● Goal of the exercise: Reproduce all entries precisely, down to the last character.

● Material shown:
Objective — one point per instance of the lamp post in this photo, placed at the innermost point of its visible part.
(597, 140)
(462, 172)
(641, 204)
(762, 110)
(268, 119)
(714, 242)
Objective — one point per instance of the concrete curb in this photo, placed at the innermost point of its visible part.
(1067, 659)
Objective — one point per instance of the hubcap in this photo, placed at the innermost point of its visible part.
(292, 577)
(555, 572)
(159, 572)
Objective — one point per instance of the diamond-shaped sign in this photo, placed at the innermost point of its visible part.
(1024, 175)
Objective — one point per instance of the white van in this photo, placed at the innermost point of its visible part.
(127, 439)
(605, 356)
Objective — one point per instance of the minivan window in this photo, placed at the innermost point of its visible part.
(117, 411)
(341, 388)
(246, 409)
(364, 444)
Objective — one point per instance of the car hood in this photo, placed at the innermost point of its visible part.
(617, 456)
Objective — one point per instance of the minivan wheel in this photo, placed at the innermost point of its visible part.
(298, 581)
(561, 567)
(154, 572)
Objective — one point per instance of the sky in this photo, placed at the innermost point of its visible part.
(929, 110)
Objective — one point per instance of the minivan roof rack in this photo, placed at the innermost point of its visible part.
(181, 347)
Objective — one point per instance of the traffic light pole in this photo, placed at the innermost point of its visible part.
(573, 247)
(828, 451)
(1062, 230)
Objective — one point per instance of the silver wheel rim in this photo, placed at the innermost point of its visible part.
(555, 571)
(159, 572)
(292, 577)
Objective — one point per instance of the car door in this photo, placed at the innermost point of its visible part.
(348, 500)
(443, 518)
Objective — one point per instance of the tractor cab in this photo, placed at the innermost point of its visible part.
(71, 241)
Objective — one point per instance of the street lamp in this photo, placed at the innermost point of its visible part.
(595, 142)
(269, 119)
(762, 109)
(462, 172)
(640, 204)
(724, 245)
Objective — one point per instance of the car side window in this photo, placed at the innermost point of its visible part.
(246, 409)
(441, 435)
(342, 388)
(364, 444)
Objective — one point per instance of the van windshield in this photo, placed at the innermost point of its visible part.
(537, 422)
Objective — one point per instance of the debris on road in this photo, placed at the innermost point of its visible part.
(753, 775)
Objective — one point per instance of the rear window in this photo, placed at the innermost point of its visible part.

● Response below:
Objective — one point per instance of the lamp post in this photo, placed at the innermost point of its visible part.
(597, 140)
(462, 172)
(641, 204)
(762, 110)
(268, 119)
(714, 242)
Objective — one point per instance of the concrete curb in this photo, placed at the innermost point of its visible part.
(1067, 659)
Objective — one point per instance of the hubcap in this photo, placed at the innermost point of its visible part.
(292, 577)
(555, 572)
(159, 572)
Objective — one point per instance of the diamond-shaped sign in this photo, placed at the innermost point of its visible part.
(1024, 175)
Objective — one point per instance of the white van in this photo, placed at the innermost point of its visible part.
(127, 439)
(605, 356)
Objective — one point per instance of the minivan window in this photo, placed at the innermost point of its visible part.
(117, 411)
(341, 388)
(246, 409)
(364, 444)
Objective — one point per instance of the car hood in this photo, placed at the innermost point of its visible part.
(617, 456)
Objective — one point per instance of the minivan wheel in this photo, placed at the innermost point of its visible part.
(298, 581)
(561, 567)
(154, 572)
Objective — one point per instance of the sky in this photo, placed at the innermost point of its visible part.
(929, 110)
Objective — one point per instance of the minivan roof rack in this photo, placed at the innermost point of its visible part.
(181, 347)
Objective — one point per instance of the traffic light pole in this photo, placed at the innermost point of its visible part.
(573, 247)
(828, 451)
(1062, 230)
Objective — one point per instance of the silver wheel rim in this photo, placed at the innermost point of its visible part.
(555, 571)
(159, 572)
(292, 577)
Objective — one point per instance of the car door in this photo, placed at the innermost point of its visible part.
(348, 500)
(443, 518)
Objective — one point per instance of the tractor cab in this photo, placed at the innermost point of its visible part.
(71, 241)
Objective — one point per instance of the street lamp in this photo, placed at the innermost point of its visible part.
(595, 142)
(269, 119)
(762, 109)
(462, 172)
(640, 204)
(724, 245)
Objective — one point per instance of the car side window in this photo, placed at the innermost point of its visible part.
(246, 409)
(441, 435)
(342, 388)
(364, 444)
Objective — one point per instance of the van windshield in this photo, placed at the innermost point of its visible part.
(537, 422)
Objective — one point per instance of the debris on road in this photo, placed at the innermost point of its visible part.
(753, 775)
Objective — one point per instance of the rear window in this photo, placed at the innermost point of its visible part.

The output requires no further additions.